- Opening Delimiter -

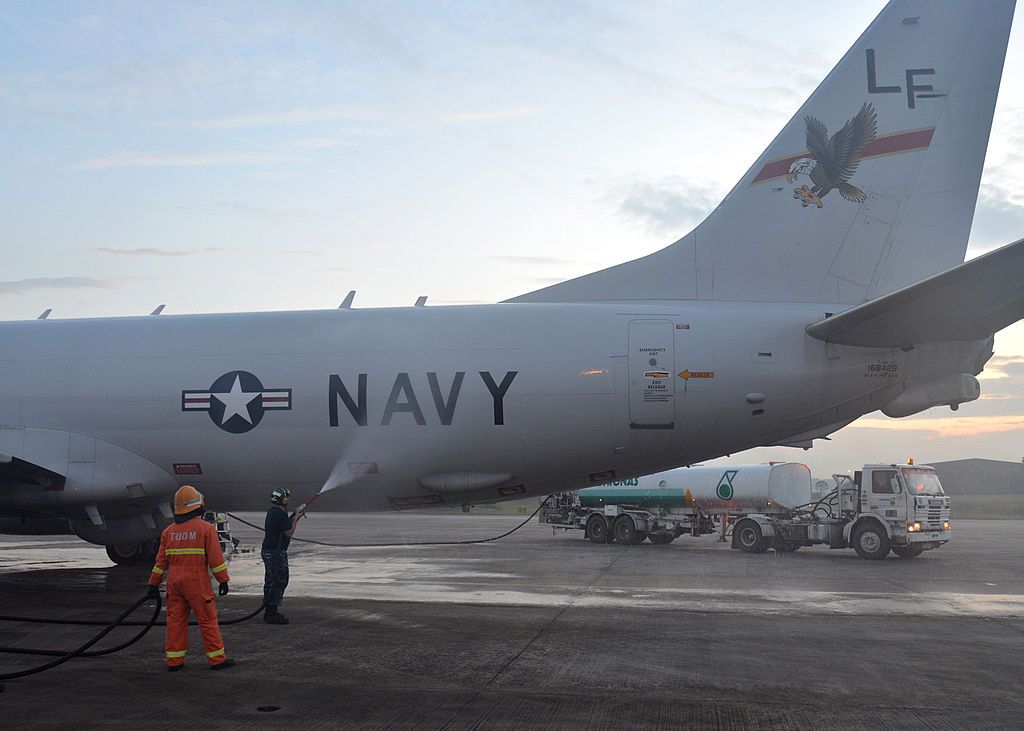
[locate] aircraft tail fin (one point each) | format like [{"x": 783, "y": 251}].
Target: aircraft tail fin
[
  {"x": 870, "y": 186},
  {"x": 972, "y": 301}
]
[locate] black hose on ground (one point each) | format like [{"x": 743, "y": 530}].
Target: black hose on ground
[
  {"x": 395, "y": 545},
  {"x": 100, "y": 622},
  {"x": 82, "y": 651}
]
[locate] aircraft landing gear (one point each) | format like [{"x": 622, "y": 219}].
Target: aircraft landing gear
[{"x": 132, "y": 553}]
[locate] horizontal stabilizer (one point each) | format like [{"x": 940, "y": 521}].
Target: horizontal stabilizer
[{"x": 969, "y": 302}]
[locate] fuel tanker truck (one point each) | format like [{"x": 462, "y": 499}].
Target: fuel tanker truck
[{"x": 882, "y": 508}]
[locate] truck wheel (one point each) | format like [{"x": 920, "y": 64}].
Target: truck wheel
[
  {"x": 911, "y": 551},
  {"x": 749, "y": 536},
  {"x": 625, "y": 530},
  {"x": 870, "y": 542},
  {"x": 597, "y": 529}
]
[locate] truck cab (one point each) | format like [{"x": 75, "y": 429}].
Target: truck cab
[{"x": 898, "y": 507}]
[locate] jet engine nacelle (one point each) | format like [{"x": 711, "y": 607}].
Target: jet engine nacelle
[{"x": 946, "y": 391}]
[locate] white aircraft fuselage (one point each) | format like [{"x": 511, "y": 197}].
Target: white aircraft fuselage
[
  {"x": 828, "y": 284},
  {"x": 456, "y": 404}
]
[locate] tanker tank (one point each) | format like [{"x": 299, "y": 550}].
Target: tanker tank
[{"x": 740, "y": 488}]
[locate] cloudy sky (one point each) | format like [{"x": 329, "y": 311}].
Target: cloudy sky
[{"x": 225, "y": 157}]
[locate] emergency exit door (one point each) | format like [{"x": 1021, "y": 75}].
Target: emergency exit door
[{"x": 652, "y": 383}]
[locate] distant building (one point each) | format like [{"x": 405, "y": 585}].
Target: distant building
[{"x": 981, "y": 477}]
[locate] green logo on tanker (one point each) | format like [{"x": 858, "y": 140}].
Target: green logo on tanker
[{"x": 724, "y": 488}]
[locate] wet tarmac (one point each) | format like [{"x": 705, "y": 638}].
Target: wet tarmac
[{"x": 544, "y": 631}]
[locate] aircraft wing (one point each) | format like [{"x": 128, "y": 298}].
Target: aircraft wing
[{"x": 969, "y": 302}]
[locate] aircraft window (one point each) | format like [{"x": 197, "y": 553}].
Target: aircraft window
[{"x": 884, "y": 482}]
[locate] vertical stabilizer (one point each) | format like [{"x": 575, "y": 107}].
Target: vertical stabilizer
[{"x": 870, "y": 186}]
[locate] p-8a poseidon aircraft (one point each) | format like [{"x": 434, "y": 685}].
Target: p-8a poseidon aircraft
[{"x": 827, "y": 285}]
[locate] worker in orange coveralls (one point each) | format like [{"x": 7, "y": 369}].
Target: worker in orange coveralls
[{"x": 187, "y": 547}]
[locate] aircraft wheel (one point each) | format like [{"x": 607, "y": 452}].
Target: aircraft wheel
[
  {"x": 911, "y": 551},
  {"x": 132, "y": 553},
  {"x": 749, "y": 536},
  {"x": 597, "y": 529},
  {"x": 625, "y": 530},
  {"x": 870, "y": 542}
]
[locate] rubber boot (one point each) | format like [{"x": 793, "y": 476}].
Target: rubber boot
[{"x": 272, "y": 616}]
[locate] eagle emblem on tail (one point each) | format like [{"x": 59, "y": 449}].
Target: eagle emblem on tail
[{"x": 835, "y": 159}]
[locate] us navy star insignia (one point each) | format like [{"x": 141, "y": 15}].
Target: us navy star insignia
[{"x": 237, "y": 401}]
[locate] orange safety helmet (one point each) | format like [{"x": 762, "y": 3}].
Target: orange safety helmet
[{"x": 186, "y": 500}]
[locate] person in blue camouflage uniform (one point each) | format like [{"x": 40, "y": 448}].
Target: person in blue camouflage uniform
[{"x": 279, "y": 528}]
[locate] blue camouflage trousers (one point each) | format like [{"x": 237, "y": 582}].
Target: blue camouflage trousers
[{"x": 274, "y": 576}]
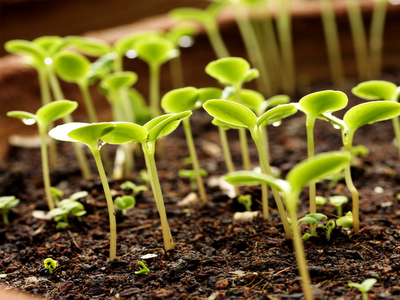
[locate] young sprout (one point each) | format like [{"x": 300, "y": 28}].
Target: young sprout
[
  {"x": 177, "y": 101},
  {"x": 124, "y": 203},
  {"x": 317, "y": 167},
  {"x": 364, "y": 287},
  {"x": 6, "y": 203},
  {"x": 234, "y": 71},
  {"x": 147, "y": 136},
  {"x": 338, "y": 201},
  {"x": 50, "y": 265},
  {"x": 143, "y": 269},
  {"x": 91, "y": 135},
  {"x": 239, "y": 115},
  {"x": 43, "y": 117},
  {"x": 313, "y": 219},
  {"x": 381, "y": 90},
  {"x": 246, "y": 201}
]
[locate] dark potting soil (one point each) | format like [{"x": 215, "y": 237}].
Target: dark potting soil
[{"x": 214, "y": 258}]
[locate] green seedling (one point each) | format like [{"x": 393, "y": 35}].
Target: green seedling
[
  {"x": 314, "y": 105},
  {"x": 317, "y": 167},
  {"x": 381, "y": 90},
  {"x": 155, "y": 51},
  {"x": 43, "y": 117},
  {"x": 191, "y": 174},
  {"x": 147, "y": 136},
  {"x": 239, "y": 115},
  {"x": 346, "y": 221},
  {"x": 6, "y": 203},
  {"x": 328, "y": 228},
  {"x": 143, "y": 269},
  {"x": 354, "y": 118},
  {"x": 208, "y": 19},
  {"x": 124, "y": 203},
  {"x": 66, "y": 206},
  {"x": 234, "y": 71},
  {"x": 177, "y": 101},
  {"x": 50, "y": 265},
  {"x": 91, "y": 135},
  {"x": 364, "y": 287},
  {"x": 338, "y": 201},
  {"x": 313, "y": 219},
  {"x": 246, "y": 201}
]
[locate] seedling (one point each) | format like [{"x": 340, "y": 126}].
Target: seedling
[
  {"x": 312, "y": 169},
  {"x": 143, "y": 269},
  {"x": 239, "y": 115},
  {"x": 364, "y": 287},
  {"x": 246, "y": 201},
  {"x": 147, "y": 136},
  {"x": 124, "y": 203},
  {"x": 91, "y": 135},
  {"x": 6, "y": 203},
  {"x": 177, "y": 101},
  {"x": 43, "y": 117},
  {"x": 50, "y": 265},
  {"x": 313, "y": 219},
  {"x": 338, "y": 201},
  {"x": 234, "y": 71}
]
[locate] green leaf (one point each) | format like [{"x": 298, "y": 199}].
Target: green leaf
[
  {"x": 317, "y": 167},
  {"x": 71, "y": 66},
  {"x": 125, "y": 132},
  {"x": 231, "y": 113},
  {"x": 370, "y": 112},
  {"x": 180, "y": 100},
  {"x": 55, "y": 110},
  {"x": 375, "y": 90},
  {"x": 276, "y": 114},
  {"x": 323, "y": 102},
  {"x": 229, "y": 70}
]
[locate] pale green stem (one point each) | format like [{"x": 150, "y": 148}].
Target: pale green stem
[
  {"x": 155, "y": 90},
  {"x": 266, "y": 169},
  {"x": 215, "y": 38},
  {"x": 80, "y": 155},
  {"x": 359, "y": 38},
  {"x": 375, "y": 40},
  {"x": 87, "y": 98},
  {"x": 285, "y": 38},
  {"x": 45, "y": 167},
  {"x": 253, "y": 49},
  {"x": 110, "y": 203},
  {"x": 332, "y": 41},
  {"x": 195, "y": 161},
  {"x": 300, "y": 256},
  {"x": 148, "y": 151},
  {"x": 227, "y": 153}
]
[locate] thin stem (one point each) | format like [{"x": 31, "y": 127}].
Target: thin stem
[
  {"x": 195, "y": 161},
  {"x": 45, "y": 167},
  {"x": 148, "y": 151},
  {"x": 332, "y": 41},
  {"x": 155, "y": 90},
  {"x": 375, "y": 39},
  {"x": 227, "y": 153},
  {"x": 266, "y": 169},
  {"x": 110, "y": 203}
]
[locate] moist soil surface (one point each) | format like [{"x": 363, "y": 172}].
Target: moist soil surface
[{"x": 214, "y": 257}]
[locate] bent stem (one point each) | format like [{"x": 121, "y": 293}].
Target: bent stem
[
  {"x": 195, "y": 161},
  {"x": 149, "y": 151},
  {"x": 110, "y": 204}
]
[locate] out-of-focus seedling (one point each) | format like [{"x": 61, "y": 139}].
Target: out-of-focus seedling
[
  {"x": 364, "y": 287},
  {"x": 338, "y": 201},
  {"x": 6, "y": 203},
  {"x": 44, "y": 116}
]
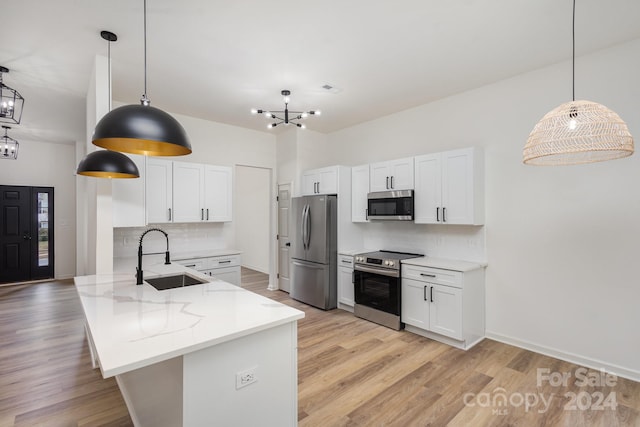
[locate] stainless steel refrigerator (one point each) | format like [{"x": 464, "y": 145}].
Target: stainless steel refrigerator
[{"x": 314, "y": 249}]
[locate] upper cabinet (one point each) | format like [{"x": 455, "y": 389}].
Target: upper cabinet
[
  {"x": 184, "y": 192},
  {"x": 449, "y": 187},
  {"x": 159, "y": 190},
  {"x": 359, "y": 191},
  {"x": 188, "y": 192},
  {"x": 128, "y": 198},
  {"x": 217, "y": 193},
  {"x": 391, "y": 175},
  {"x": 320, "y": 181}
]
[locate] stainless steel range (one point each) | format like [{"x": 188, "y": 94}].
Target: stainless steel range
[{"x": 377, "y": 286}]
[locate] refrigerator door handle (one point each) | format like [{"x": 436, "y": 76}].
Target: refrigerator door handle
[{"x": 304, "y": 227}]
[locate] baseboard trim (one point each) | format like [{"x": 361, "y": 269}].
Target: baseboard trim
[{"x": 619, "y": 371}]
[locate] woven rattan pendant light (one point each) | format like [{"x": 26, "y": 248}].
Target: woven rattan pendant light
[{"x": 578, "y": 132}]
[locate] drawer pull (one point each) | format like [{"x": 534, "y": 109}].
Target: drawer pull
[{"x": 427, "y": 275}]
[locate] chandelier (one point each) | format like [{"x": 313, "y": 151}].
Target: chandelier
[
  {"x": 11, "y": 102},
  {"x": 287, "y": 119},
  {"x": 8, "y": 146}
]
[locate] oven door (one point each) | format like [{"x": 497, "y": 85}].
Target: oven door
[{"x": 377, "y": 288}]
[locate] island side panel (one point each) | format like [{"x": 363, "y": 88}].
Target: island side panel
[
  {"x": 210, "y": 378},
  {"x": 153, "y": 394}
]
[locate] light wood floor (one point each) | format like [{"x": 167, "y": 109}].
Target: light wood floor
[{"x": 351, "y": 373}]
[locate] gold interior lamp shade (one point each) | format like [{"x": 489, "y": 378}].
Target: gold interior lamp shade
[
  {"x": 141, "y": 129},
  {"x": 107, "y": 164},
  {"x": 578, "y": 132}
]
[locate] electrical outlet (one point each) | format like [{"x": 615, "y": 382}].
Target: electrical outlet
[{"x": 245, "y": 378}]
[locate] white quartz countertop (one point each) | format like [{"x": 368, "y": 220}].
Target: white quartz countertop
[
  {"x": 445, "y": 264},
  {"x": 134, "y": 326}
]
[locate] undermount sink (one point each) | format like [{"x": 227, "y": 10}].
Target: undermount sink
[{"x": 175, "y": 281}]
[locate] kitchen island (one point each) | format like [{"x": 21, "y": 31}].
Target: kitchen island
[{"x": 201, "y": 355}]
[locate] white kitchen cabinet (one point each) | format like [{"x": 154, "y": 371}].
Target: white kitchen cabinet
[
  {"x": 392, "y": 175},
  {"x": 201, "y": 193},
  {"x": 128, "y": 198},
  {"x": 346, "y": 297},
  {"x": 223, "y": 267},
  {"x": 159, "y": 190},
  {"x": 449, "y": 187},
  {"x": 444, "y": 305},
  {"x": 320, "y": 181},
  {"x": 359, "y": 191}
]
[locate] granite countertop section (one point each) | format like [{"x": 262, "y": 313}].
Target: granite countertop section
[
  {"x": 129, "y": 263},
  {"x": 445, "y": 264},
  {"x": 134, "y": 326},
  {"x": 204, "y": 254}
]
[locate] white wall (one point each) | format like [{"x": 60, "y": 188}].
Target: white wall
[
  {"x": 252, "y": 216},
  {"x": 50, "y": 165},
  {"x": 562, "y": 243}
]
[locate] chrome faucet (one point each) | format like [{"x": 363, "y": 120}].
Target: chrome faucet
[{"x": 166, "y": 254}]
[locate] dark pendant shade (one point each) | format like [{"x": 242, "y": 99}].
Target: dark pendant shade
[
  {"x": 141, "y": 129},
  {"x": 108, "y": 164}
]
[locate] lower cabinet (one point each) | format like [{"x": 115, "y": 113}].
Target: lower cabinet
[
  {"x": 223, "y": 267},
  {"x": 345, "y": 282},
  {"x": 444, "y": 305}
]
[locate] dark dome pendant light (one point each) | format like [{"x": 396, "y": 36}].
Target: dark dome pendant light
[
  {"x": 142, "y": 129},
  {"x": 105, "y": 163}
]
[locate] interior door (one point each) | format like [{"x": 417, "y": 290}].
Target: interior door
[
  {"x": 284, "y": 237},
  {"x": 26, "y": 239}
]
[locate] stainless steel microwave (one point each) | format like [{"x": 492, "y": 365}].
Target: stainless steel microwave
[{"x": 396, "y": 205}]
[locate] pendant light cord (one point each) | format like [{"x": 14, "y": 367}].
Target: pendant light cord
[
  {"x": 574, "y": 52},
  {"x": 109, "y": 73}
]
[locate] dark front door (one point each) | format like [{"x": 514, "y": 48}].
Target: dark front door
[{"x": 26, "y": 238}]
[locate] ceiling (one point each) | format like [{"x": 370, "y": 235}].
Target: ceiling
[{"x": 216, "y": 59}]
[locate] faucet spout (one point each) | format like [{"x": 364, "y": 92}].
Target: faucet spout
[{"x": 167, "y": 260}]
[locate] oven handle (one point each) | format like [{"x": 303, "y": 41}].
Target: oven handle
[{"x": 388, "y": 273}]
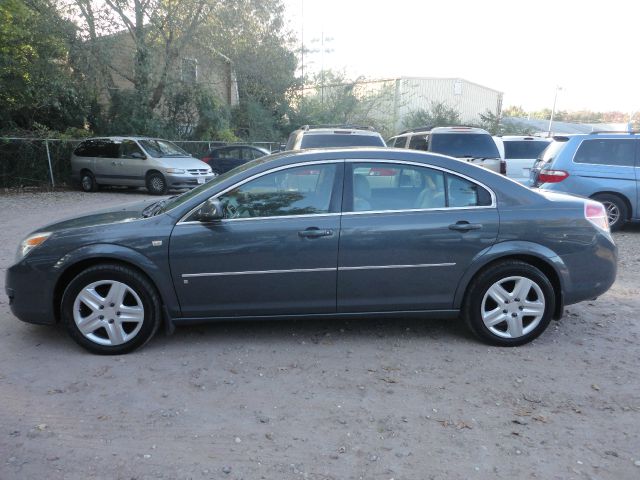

- Closing Delimiter -

What you are asked to do
To complete this exercise, transcribe exactly the lines above from the one that holds "[locate] thin stem" through the one that holds "[locate] stainless steel refrigerator". Pictures stay out.

Task solution
[locate] thin stem (one point each) | format like [{"x": 31, "y": 127}].
Target: thin stem
[
  {"x": 195, "y": 161},
  {"x": 45, "y": 167},
  {"x": 148, "y": 151},
  {"x": 332, "y": 41},
  {"x": 155, "y": 90},
  {"x": 375, "y": 39},
  {"x": 227, "y": 153},
  {"x": 266, "y": 169},
  {"x": 110, "y": 203}
]
[locate] moist soil surface (one point each) | format like [{"x": 363, "y": 172}].
Target: moist soil surface
[{"x": 214, "y": 257}]
[locate] bent stem (one point each) | format like [{"x": 121, "y": 293}].
Target: bent stem
[
  {"x": 195, "y": 161},
  {"x": 149, "y": 151},
  {"x": 110, "y": 204}
]
[locate] out-of-focus seedling (one point each) | format like [{"x": 61, "y": 139}].
Target: out-of-focus seedling
[
  {"x": 364, "y": 287},
  {"x": 338, "y": 201},
  {"x": 6, "y": 203},
  {"x": 44, "y": 116}
]
[locate] stainless steel refrigerator (one point each) | format like [{"x": 464, "y": 145}].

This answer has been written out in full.